▶ _Given text_:
** Begin **
Specific examples of the amine oxides preferable as the protective agent include dimethyl lauryl amine oxide, methyl myristyl amine oxide, dimethyl stearyl amine oxide, di(hydroxyethyl) lauryl amine oxide, di(hydroxyethyl) amine oxide, dimethyl lauryl ethoxy amine oxide, dimethyl allyl amine oxide, dimethyl ethyl amine oxide, dimethyl propyl amine oxide, dimethyl butyl amine oxide, dimethyl pentyl amine oxide, methyl hexyl amine oxide, dimethyl octyl amine oxide, and dimethyl decyl amine oxide.

Additionally, preferable as the metals and metal oxides constituting the cluster particles, are gold, platinum, silver, palladium, rhodium, iridium, ruthenium and osmium, and the oxides of these metals. Additionally, the cluster particles may comprise only one of these metals or metal oxides, but may also comprise two or more of these metals. Furthermore, the types of the metals or metal species constituting the cluster particles are not restricted to precious metals, but may be base metals. For example, in the field of catalyst, catalysts have been developed in which precious metals are supported as catalyst metal for catalytic reactions, and metals other than precious metals including alkali earth metals such as barium, rare earth metals such as cerium and transition metals are supported together in a complex manner as promoter metal for the purpose of improving activity, suppressing particle growth, suppressing catalyst poisoning and the like. The metallic colloid according to the present invention can be applied to the above described catalysts by applying cluster particles comprising precious metals (oxides) and base metals (oxides).

Additionally, as the solvent, water or a mixed solvent composed of water and an organic solvent can be applied. As the organic solvent, alcohols such as ethanol, ketones such as acetone and esters such as ethyl acetate can be applied.

It is preferable in principle that the method for preparing the metallic colloid according to the present invention is based on the reduction method hitherto well known as a method for preparing a metallic colloid. In the reduction method, the metal salt of the metal which constitutes the cluster particles is dissolved in a solvent to be ionized, then a protective agent and a reducing agent are added to the solution thus obtained to reduce the metal ions into cluster particles and to simultaneously protect the cluster particles with the aid of the protective agent. The protective agent may be dissolved simultaneously with the metal salt. For the purpose of dispersing cluster particles comprising two or more metals, the purpose can be attained by dissolving two or more metal salts in a solvent.
** End **
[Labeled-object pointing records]
** Begin **
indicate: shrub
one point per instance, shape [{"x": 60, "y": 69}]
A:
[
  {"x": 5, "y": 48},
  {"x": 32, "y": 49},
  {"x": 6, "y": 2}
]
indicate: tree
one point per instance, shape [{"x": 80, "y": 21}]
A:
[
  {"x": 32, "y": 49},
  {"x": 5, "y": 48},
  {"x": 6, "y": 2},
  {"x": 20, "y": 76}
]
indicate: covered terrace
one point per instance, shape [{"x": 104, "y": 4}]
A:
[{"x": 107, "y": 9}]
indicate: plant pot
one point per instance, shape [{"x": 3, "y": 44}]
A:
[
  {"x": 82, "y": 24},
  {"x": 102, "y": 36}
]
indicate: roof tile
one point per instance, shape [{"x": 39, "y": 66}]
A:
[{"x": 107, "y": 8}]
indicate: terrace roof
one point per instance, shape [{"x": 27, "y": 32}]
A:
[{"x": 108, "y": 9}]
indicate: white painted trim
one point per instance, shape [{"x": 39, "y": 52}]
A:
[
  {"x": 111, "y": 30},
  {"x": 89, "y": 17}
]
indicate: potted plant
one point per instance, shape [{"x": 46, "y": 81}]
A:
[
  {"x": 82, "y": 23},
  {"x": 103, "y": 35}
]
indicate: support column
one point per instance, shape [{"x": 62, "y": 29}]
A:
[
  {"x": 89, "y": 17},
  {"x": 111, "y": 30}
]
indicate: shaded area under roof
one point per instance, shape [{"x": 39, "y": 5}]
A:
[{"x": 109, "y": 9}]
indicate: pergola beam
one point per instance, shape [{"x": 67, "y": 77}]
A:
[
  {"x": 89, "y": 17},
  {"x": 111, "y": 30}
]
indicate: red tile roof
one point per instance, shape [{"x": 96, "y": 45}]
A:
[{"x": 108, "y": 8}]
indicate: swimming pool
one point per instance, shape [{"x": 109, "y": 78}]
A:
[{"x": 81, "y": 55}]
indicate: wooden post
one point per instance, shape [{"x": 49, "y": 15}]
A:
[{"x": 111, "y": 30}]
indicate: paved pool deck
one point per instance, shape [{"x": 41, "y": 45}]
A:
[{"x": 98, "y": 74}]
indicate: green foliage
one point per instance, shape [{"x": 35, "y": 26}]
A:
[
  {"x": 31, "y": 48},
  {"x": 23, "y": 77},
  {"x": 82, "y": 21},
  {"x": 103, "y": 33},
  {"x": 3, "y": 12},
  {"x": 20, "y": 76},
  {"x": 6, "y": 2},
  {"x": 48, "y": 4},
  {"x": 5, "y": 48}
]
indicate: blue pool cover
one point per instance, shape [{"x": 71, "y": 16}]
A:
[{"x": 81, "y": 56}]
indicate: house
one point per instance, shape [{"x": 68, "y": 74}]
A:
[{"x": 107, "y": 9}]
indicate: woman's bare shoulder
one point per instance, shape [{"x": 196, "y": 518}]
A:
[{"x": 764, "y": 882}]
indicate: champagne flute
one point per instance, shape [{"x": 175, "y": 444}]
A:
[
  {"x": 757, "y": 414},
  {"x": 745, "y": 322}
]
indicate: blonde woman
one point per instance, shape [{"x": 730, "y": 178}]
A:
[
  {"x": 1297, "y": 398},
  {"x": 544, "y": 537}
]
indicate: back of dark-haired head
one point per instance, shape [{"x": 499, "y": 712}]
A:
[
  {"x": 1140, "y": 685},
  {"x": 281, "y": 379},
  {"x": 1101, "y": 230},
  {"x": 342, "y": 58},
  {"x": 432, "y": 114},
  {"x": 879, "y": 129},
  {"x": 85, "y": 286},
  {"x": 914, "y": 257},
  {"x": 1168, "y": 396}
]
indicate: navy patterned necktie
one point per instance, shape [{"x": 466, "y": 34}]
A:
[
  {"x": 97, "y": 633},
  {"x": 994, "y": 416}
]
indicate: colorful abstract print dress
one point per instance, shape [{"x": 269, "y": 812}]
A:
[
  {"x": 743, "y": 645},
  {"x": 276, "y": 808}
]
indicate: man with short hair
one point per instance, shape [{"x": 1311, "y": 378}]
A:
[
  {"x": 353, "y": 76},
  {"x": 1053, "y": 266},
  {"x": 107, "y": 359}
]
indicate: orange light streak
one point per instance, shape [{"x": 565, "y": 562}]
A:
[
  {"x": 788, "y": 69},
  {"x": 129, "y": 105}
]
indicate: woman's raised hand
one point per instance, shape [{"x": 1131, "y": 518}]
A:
** End **
▶ _Challenge 1_: In the metallic colloid text, list every metal named as preferable for constituting the cluster particles.
▶ _Challenge 2_: Duplicate the metallic colloid text from "Specific examples of" to "decyl amine oxide.".

▶ _Correct answer 1_: Gold, platinum, silver, palladium, rhodium, iridium, ruthenium, osmium

▶ _Correct answer 2_:
Specific examples of the amine oxides preferable as the protective agent include dimethyl lauryl amine oxide, methyl myristyl amine oxide, dimethyl stearyl amine oxide, di(hydroxyethyl) lauryl amine oxide, di(hydroxyethyl) amine oxide, dimethyl lauryl ethoxy amine oxide, dimethyl allyl amine oxide, dimethyl ethyl amine oxide, dimethyl propyl amine oxide, dimethyl butyl amine oxide, dimethyl pentyl amine oxide, methyl hexyl amine oxide, dimethyl octyl amine oxide, and dimethyl decyl amine oxide.